_DIRECTIONS FOR THIS TASK_
Starting at the top of the records, output every line through the one that contains "Practice step: find the metal", keeping each exactly as it appears.
### RECORD SET ###
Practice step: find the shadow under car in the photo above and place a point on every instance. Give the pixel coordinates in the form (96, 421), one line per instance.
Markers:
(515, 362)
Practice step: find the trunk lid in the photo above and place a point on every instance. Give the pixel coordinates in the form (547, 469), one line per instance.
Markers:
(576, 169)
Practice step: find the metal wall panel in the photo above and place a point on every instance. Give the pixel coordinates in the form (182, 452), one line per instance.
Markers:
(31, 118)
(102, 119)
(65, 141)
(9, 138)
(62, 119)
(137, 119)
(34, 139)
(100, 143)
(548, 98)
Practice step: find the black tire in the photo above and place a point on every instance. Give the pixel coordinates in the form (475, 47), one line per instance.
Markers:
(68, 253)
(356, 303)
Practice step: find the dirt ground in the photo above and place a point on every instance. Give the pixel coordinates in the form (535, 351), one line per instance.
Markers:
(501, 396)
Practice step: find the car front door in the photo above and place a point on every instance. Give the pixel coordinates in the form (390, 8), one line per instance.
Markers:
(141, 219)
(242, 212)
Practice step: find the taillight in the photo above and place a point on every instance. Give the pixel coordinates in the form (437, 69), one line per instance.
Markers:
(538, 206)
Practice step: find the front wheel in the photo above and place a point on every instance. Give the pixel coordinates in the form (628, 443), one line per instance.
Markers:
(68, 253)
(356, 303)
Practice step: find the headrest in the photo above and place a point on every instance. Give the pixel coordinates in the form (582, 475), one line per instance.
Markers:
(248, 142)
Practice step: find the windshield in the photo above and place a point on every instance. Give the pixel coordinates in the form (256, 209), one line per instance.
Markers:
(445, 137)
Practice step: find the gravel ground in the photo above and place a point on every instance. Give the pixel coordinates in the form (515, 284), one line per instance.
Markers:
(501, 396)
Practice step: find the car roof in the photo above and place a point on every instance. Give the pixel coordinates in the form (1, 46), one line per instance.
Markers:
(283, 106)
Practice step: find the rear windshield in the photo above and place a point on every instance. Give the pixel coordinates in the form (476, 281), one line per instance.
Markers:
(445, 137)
###
_REPLY TO THE TASK_
Practice step: find the shadow under car in the photo above and place a point on every instance. Give the pixel coordinates in the form (96, 421), one line per instance.
Markers:
(515, 362)
Practice step: find the trunk lid in the photo above and place a point on every instance. Give the pixel coordinates in the form (547, 469), one line per instance.
Markers:
(576, 169)
Practice step: find the metal wall panel in the photo above and place a point on every instance. Give the pixel coordinates in the form (182, 452), one line per instance.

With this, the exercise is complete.